ラストの試合前から再びオリジナルと大きく印象は異なってくる。何と言ってもドラゴを捉えるショットも増えているし、テレビでは味わえないボクシングシーンの迫力が映画館では味わえる。特に効果音ではあるが、パンチを繰り出す時の音と当たった時の音が臨場感を増していた。これは劇場ならではだと感じた

試合が終わった後、ロッキーがドラゴに歩み寄り、健闘を称えあうカットや、試合後のドラゴの表情なんかも追加されていた。これらの追加により、ドラゴだって1人の人間だったのだと言うことがよく分かるし、本作を見てまた「クリード 炎の宿敵(2018)」を見直すのも良いかもしれない。

また、ラストでマイクを向けられたロッキーが息子に向けたメッセージを語る場面や、試合中にロッキーの子供が友人と試合を見ているところもカットされていた。

###

# 作業指示:
1. 本文で、劇場で臨場感を増していたとされる効果音は何の音ですか。
2. 本文の「試合が終わった後、ロッキーが」から「るところもカットされていた。」までを、その語句も含めて一字一句変えずに書き写してください。
3. 次の(a)〜(c)が本文の内容と合っているかを「はい」か「いいえ」で答え、決め手となる本文の語句をそのまま引用してください。
(a) 試合後にロッキーがドラゴに歩み寄るカットが追加されていた。
(b) ラストでロッキーが息子に向けたメッセージを語る場面は残されていた。
(c) ドラゴを捉えるショットは減っていた。

# 提供データ:
###

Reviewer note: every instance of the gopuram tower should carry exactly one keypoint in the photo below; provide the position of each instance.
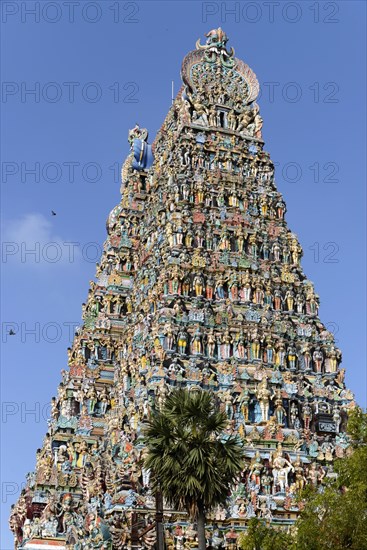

###

# 最終結果:
1. パンチを繰り出す時の音と当たった時の音です。

2.
試合が終わった後、ロッキーがドラゴに歩み寄り、健闘を称えあうカットや、試合後のドラゴの表情なんかも追加されていた。これらの追加により、ドラゴだって1人の人間だったのだと言うことがよく分かるし、本作を見てまた「クリード 炎の宿敵(2018)」を見直すのも良いかもしれない。

また、ラストでマイクを向けられたロッキーが息子に向けたメッセージを語る場面や、試合中にロッキーの子供が友人と試合を見ているところもカットされていた。

3.
(a) はい。「試合が終わった後、ロッキーがドラゴに歩み寄り、健闘を称えあうカットや、試合後のドラゴの表情なんかも追加されていた」
(b) いいえ。「ラストでマイクを向けられたロッキーが息子に向けたメッセージを語る場面や、試合中にロッキーの子供が友人と試合を見ているところもカットされていた」
(c) いいえ。「ドラゴを捉えるショットも増えているし」